En effet, commencer la Phénoménologie par la certitude
sensible immédiate semblera à tout le monde naturel, sauf
pour un phénoménologue justement qui demandera qu'on " revienne
aux choses mêmes ". Partir du plus simple et du plus immédiat
est de bonne méthode cartésienne, c'est la méthode
scientifique, celle du savoir qui s'auto-examine. En tant que phénoménologie
du savoir scientifique, cette description peut garder toute sa validité
mais elle se distingue à peine de La Logique elle-même
qui en reprend les principales articulations. Par contre, il n'est pas
question d'une véritable phénoménologie de la conscience,
seulement du savoir (ce que Marx dénoncera). Ce que la philosophie
phénoménologiste a montré, en effet et grâce
à Hegel en fait, c'est que la conscience n'était pas analytique,
elle ne part pas du détail pour reconstituer la situation mais projette
au contraire d'abord la totalité de la situation (intentionnalité),
s'inquiétant ensuite de ce qui n'y correspond pas, y fait événement.

# [Informations affichées]
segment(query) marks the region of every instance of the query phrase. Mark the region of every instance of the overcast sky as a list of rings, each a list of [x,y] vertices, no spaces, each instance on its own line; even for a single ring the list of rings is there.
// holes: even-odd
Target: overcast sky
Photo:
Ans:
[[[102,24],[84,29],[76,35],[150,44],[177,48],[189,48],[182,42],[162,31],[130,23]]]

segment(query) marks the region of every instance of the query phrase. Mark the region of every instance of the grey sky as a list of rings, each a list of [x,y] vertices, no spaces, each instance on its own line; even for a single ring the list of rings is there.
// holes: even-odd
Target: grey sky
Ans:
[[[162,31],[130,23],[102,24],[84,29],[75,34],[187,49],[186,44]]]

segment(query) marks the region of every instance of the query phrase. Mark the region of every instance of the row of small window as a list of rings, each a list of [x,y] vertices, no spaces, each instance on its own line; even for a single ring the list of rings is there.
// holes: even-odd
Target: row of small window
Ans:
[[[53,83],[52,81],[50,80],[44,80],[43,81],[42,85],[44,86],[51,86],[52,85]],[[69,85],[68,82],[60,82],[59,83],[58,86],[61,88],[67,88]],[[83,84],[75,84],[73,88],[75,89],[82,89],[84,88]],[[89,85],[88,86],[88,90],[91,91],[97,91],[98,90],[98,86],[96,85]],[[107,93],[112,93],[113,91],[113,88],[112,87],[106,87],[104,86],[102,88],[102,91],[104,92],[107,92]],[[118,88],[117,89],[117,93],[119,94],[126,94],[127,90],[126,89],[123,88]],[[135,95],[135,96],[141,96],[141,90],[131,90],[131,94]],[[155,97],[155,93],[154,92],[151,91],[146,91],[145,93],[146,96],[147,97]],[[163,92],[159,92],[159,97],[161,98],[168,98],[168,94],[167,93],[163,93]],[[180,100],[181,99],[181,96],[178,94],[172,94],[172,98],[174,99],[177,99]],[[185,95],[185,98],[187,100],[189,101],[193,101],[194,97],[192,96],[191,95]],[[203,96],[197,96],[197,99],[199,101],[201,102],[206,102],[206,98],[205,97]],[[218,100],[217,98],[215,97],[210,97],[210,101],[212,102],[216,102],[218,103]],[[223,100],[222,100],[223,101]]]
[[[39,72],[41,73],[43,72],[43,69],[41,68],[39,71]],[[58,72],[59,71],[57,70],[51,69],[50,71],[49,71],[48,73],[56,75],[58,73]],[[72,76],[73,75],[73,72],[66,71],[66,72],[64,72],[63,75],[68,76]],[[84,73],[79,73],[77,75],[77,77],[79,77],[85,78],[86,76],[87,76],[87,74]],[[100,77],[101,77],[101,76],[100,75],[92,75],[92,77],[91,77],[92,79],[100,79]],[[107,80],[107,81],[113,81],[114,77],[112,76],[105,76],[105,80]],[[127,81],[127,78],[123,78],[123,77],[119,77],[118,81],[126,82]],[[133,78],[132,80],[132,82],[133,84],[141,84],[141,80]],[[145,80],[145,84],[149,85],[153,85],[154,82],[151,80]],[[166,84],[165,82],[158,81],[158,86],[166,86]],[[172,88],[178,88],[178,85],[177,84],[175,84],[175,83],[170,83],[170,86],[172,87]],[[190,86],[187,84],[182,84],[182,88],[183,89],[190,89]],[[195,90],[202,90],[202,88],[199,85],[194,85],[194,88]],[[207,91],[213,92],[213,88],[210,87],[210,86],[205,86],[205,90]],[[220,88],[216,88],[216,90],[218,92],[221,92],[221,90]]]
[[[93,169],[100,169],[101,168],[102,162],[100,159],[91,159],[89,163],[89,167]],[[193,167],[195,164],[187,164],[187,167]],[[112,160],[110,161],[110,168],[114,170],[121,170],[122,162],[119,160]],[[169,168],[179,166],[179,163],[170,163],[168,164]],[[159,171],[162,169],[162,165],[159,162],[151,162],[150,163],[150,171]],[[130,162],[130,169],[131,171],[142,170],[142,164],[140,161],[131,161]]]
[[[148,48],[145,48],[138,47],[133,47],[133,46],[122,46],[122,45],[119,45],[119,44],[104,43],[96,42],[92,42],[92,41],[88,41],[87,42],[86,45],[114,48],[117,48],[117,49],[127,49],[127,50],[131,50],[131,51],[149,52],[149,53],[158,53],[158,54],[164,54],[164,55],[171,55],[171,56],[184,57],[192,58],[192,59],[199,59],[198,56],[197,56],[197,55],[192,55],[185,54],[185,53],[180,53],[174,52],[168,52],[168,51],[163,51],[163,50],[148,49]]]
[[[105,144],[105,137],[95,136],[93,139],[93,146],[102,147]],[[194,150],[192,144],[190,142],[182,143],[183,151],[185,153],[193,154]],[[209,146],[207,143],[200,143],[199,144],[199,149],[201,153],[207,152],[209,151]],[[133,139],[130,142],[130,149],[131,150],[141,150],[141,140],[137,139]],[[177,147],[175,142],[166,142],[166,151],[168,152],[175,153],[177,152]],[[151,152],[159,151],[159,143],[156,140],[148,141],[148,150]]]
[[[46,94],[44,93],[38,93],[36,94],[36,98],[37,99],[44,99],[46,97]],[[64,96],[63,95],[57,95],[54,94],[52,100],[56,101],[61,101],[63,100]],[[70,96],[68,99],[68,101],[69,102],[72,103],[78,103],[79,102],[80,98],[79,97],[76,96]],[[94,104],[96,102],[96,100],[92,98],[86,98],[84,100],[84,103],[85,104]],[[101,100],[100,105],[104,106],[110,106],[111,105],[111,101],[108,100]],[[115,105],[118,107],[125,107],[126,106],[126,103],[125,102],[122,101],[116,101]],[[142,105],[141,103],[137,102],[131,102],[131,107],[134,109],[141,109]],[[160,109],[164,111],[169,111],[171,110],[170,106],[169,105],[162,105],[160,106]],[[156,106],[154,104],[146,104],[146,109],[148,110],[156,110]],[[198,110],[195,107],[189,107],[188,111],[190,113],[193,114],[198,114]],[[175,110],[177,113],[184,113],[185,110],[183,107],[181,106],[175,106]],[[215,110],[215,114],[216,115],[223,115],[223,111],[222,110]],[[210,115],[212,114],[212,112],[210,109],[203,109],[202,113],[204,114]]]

# [Consigne]
Répondez à ces questions sur l'extrait :
1. Selon l'extrait, par quoi semblera-t-il naturel à tout le monde de commencer la Phénoménologie ?
2. De quel ouvrage cette description se distingue-t-elle à peine ?
3. Quel terme figure entre parenthèses après « la totalité de la situation » ?
Les entrées ne servent pas à ce travail.

# [Réponse complète]
1. Par la certitude sensible immédiate.
2. De La Logique.
3. Intentionnalité.